--- DIRECTIONS ---
Give every line of the listing below as a numbered list, leaving out the blank lines.

--- DATA ROWS ---
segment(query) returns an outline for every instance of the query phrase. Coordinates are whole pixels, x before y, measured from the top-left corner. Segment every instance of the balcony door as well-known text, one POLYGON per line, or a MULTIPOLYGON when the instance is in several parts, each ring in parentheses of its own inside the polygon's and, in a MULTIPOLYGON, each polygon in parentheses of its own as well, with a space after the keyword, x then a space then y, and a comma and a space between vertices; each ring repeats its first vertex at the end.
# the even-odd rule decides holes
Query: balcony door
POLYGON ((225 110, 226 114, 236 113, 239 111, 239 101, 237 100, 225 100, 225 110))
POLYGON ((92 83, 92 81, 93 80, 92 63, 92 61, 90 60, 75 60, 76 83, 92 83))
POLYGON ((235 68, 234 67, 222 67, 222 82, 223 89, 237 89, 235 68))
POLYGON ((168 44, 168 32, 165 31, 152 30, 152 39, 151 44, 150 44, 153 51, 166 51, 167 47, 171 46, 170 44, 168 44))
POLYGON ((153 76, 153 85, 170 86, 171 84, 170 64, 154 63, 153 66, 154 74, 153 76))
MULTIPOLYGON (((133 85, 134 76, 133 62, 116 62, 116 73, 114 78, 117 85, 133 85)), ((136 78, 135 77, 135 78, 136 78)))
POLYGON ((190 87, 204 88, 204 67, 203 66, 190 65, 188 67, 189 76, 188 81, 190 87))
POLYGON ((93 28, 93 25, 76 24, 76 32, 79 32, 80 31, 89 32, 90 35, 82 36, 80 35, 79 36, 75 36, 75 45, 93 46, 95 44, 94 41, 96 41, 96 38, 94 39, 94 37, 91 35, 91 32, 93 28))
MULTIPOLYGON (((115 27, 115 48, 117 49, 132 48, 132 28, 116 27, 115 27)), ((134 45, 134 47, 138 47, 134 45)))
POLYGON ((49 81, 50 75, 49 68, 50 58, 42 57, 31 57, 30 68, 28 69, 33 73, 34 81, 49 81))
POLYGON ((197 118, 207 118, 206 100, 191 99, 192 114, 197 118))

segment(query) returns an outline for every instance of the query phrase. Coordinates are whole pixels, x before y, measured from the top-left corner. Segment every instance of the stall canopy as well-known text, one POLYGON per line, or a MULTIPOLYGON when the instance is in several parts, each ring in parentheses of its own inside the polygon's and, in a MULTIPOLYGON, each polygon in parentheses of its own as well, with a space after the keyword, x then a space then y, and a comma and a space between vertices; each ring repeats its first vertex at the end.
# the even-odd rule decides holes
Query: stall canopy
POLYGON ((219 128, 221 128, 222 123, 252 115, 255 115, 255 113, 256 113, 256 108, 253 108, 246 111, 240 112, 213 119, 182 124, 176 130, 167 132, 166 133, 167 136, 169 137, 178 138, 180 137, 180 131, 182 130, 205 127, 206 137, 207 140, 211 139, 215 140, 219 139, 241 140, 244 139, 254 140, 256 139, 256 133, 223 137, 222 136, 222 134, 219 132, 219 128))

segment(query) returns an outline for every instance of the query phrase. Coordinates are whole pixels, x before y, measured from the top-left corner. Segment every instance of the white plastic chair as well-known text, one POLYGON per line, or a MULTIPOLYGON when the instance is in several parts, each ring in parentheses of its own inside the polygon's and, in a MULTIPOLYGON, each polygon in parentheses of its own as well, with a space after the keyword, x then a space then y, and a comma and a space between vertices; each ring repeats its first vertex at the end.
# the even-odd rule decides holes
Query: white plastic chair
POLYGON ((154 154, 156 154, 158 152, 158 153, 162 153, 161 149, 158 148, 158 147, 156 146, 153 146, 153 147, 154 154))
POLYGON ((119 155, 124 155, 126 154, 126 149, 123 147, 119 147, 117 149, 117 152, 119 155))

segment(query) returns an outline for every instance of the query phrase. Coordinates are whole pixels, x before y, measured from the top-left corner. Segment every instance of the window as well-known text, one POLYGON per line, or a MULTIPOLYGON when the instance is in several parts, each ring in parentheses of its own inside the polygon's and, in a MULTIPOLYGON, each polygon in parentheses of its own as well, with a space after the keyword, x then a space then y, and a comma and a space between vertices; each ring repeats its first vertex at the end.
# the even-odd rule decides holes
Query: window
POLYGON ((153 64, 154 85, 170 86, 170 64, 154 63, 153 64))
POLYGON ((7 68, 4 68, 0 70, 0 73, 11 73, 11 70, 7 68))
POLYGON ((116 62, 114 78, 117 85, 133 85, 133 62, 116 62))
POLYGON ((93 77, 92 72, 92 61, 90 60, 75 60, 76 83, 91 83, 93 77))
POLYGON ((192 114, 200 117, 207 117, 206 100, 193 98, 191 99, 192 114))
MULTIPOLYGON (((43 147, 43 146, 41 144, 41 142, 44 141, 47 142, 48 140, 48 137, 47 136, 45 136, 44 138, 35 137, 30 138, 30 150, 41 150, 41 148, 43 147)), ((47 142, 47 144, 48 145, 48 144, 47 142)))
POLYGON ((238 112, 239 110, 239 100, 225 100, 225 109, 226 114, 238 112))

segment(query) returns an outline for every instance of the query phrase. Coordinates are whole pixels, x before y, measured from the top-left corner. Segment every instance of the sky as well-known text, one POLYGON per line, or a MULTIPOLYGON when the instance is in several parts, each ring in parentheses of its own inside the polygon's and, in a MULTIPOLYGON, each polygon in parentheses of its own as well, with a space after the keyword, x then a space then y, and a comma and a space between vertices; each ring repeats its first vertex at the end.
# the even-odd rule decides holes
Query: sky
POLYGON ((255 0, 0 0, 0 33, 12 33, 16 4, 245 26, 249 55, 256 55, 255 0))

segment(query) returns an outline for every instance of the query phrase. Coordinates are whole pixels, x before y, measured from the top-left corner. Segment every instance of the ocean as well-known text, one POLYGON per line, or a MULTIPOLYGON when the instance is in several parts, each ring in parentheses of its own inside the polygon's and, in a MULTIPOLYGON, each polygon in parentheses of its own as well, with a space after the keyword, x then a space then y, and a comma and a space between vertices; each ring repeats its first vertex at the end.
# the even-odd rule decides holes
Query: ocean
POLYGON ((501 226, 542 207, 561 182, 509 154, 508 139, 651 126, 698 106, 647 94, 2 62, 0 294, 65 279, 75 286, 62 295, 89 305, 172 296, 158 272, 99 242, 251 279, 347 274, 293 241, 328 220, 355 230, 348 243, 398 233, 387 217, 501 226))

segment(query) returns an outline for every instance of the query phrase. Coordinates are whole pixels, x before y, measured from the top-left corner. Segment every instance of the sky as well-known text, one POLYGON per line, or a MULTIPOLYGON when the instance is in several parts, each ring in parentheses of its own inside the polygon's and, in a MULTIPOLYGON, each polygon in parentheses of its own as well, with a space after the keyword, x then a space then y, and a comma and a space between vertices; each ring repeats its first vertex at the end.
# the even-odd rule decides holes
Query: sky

--- RESULT OF THE EXERCISE ---
1. segment(query) returns an outline for every instance of the query phrase. Coordinates are whole pixels, x before y, measured from the top-left corner. Segment every instance of the balcony door as well-known text, one POLYGON per line, or a MULTIPOLYGON when the instance is in several parts, each ring in parentheses of its own inside the polygon's and, in a MULTIPOLYGON, each polygon in parentheses of its own as well, with a space after the keyword, x then a space then y, and a comma and a space between vertices; each ring repeats its first vertex at the end.
2. # the even-odd rule decides holes
3. Query: balcony door
4. POLYGON ((225 110, 226 114, 236 113, 239 111, 239 101, 237 100, 225 100, 225 110))
5. POLYGON ((92 83, 92 81, 93 80, 92 63, 92 61, 90 60, 75 60, 76 83, 92 83))
6. POLYGON ((235 68, 234 67, 222 67, 222 82, 223 89, 237 89, 235 68))
7. POLYGON ((168 44, 168 32, 165 31, 152 30, 152 39, 151 44, 150 44, 153 51, 166 51, 167 47, 171 46, 170 44, 168 44))
8. POLYGON ((153 76, 153 85, 170 86, 171 84, 170 64, 154 63, 153 66, 154 74, 153 76))
9. MULTIPOLYGON (((133 85, 134 76, 133 62, 116 62, 116 73, 114 78, 117 85, 133 85)), ((136 78, 135 77, 135 78, 136 78)))
10. POLYGON ((190 87, 204 88, 204 67, 203 66, 190 65, 188 67, 189 76, 188 81, 190 87))
11. POLYGON ((93 28, 93 25, 76 24, 76 32, 79 32, 80 31, 89 32, 90 35, 82 36, 80 35, 79 36, 75 36, 75 45, 93 46, 95 44, 94 41, 96 41, 96 38, 94 39, 94 37, 91 35, 91 32, 93 28))
12. MULTIPOLYGON (((115 27, 115 48, 117 49, 132 48, 132 28, 116 27, 115 27)), ((134 45, 134 47, 138 47, 134 45)))
13. POLYGON ((49 81, 50 75, 49 68, 50 58, 42 57, 31 57, 30 68, 28 69, 33 73, 34 81, 49 81))
14. POLYGON ((197 118, 207 118, 206 100, 191 99, 192 114, 197 118))
15. segment(query) returns an outline for every instance of the query phrase. Coordinates are whole pixels, x before y, measured from the top-left corner. Segment every instance of the stall canopy as well-known text, one POLYGON per line, or a MULTIPOLYGON when the instance is in several parts, each ring in parentheses of its own inside the polygon's and, in a MULTIPOLYGON, each polygon in parentheses of its own as well, with a space after the keyword, x then a space then y, and a comma and a space between vertices; each ring repeats its first vertex at the end.
16. # the even-odd rule decides holes
17. Query: stall canopy
18. POLYGON ((219 128, 221 128, 222 123, 252 115, 255 115, 255 113, 256 113, 256 108, 253 108, 246 111, 240 112, 213 119, 182 124, 176 130, 167 132, 166 133, 167 136, 169 137, 178 138, 180 137, 180 131, 182 130, 205 127, 206 137, 207 140, 211 139, 215 140, 219 139, 241 140, 244 139, 254 140, 256 139, 256 133, 223 137, 222 136, 222 134, 219 132, 219 128))
19. segment(query) returns an outline for every instance of the query phrase. Coordinates are whole pixels, x before y, measured from the top-left corner. Segment every instance of the white plastic chair as well-known text, one POLYGON per line, or a MULTIPOLYGON when the instance is in several parts, each ring in parentheses of its own inside the polygon's and, in a MULTIPOLYGON, each polygon in parentheses of its own as well, with a space after the keyword, x then a space then y, and a comma and a space between vertices; each ring repeats its first vertex at the end.
20. # the even-odd rule decides holes
21. Query: white plastic chair
22. POLYGON ((154 154, 156 154, 158 152, 158 153, 162 153, 161 149, 158 148, 158 147, 156 146, 153 146, 153 147, 154 154))
23. POLYGON ((119 155, 124 155, 126 154, 126 149, 123 147, 119 147, 117 149, 117 152, 119 155))
24. segment(query) returns an outline for every instance of the query phrase. Coordinates are whole pixels, x before y, measured from the top-left corner. Segment every instance of the window as well-known text, one POLYGON per line, or a MULTIPOLYGON when the instance is in several parts, each ring in parentheses of its own inside the polygon's and, in a MULTIPOLYGON, each polygon in parentheses of its own as well, with a space after the keyword, x then a space then y, and a comma and a space between vertices; each ring repeats its first vertex at the end.
25. # the even-odd rule decides holes
26. Query: window
27. POLYGON ((153 64, 154 85, 170 86, 170 64, 154 63, 153 64))
28. POLYGON ((7 68, 4 68, 0 70, 0 73, 11 73, 11 70, 7 68))
29. POLYGON ((116 62, 114 78, 117 85, 133 85, 133 62, 116 62))
30. POLYGON ((93 77, 92 72, 92 61, 90 60, 75 60, 76 83, 91 83, 93 77))
31. POLYGON ((192 114, 200 117, 207 117, 206 100, 193 98, 191 99, 192 114))
32. MULTIPOLYGON (((43 147, 43 146, 41 144, 41 142, 44 141, 47 142, 48 140, 48 137, 47 136, 45 136, 44 138, 35 137, 30 138, 30 150, 41 150, 41 148, 43 147)), ((47 142, 47 144, 48 145, 48 144, 47 142)))
33. POLYGON ((238 112, 239 110, 239 100, 225 100, 225 109, 226 114, 238 112))
34. segment(query) returns an outline for every instance of the query phrase. Coordinates are whole pixels, x before y, measured from the top-left corner. Segment every instance of the sky as well-known text, one POLYGON per line, or a MULTIPOLYGON when the instance is in several parts, each ring in parentheses of its own inside the polygon's and, in a MULTIPOLYGON, each polygon in parentheses of its own as well, with a space after the keyword, x then a space then y, and a comma and a space between vertices; each ring repeats its first vertex at the end.
35. # the even-odd rule decides holes
36. Query: sky
37. POLYGON ((255 0, 0 0, 0 33, 12 33, 16 4, 245 26, 249 55, 256 55, 255 0))
38. segment(query) returns an outline for every instance of the query phrase. Coordinates are whole pixels, x before y, measured from the top-left corner. Segment every instance of the ocean as well-known text, one POLYGON per line, or a MULTIPOLYGON when the instance is in several parts, each ring in parentheses of its own inside the polygon's and, in a MULTIPOLYGON, each polygon in parentheses of its own as well, with a space after the keyword, x then a space then y, and a comma and a space between vertices; each ring repeats its first vertex at the end.
39. # the even-odd rule decides holes
40. Query: ocean
41. POLYGON ((501 226, 542 207, 561 182, 509 154, 508 139, 651 126, 698 106, 647 94, 2 62, 0 294, 65 279, 75 286, 62 295, 89 305, 172 296, 158 272, 99 242, 251 279, 347 274, 293 241, 328 220, 355 230, 348 243, 398 233, 387 217, 501 226))
42. segment(query) returns an outline for every instance of the query phrase. Coordinates are whole pixels, x before y, measured from the top-left corner. Segment every instance of the sky as well-known text, one POLYGON per line, or a MULTIPOLYGON when the instance is in several parts, each ring in parentheses of its own inside the polygon's and, in a MULTIPOLYGON, each polygon in parentheses of its own as well, with a space after the keyword, x then a space then y, and a comma and a space between vertices; each ring repeats its first vertex at the end.
43. # the even-odd rule decides holes
44. Query: sky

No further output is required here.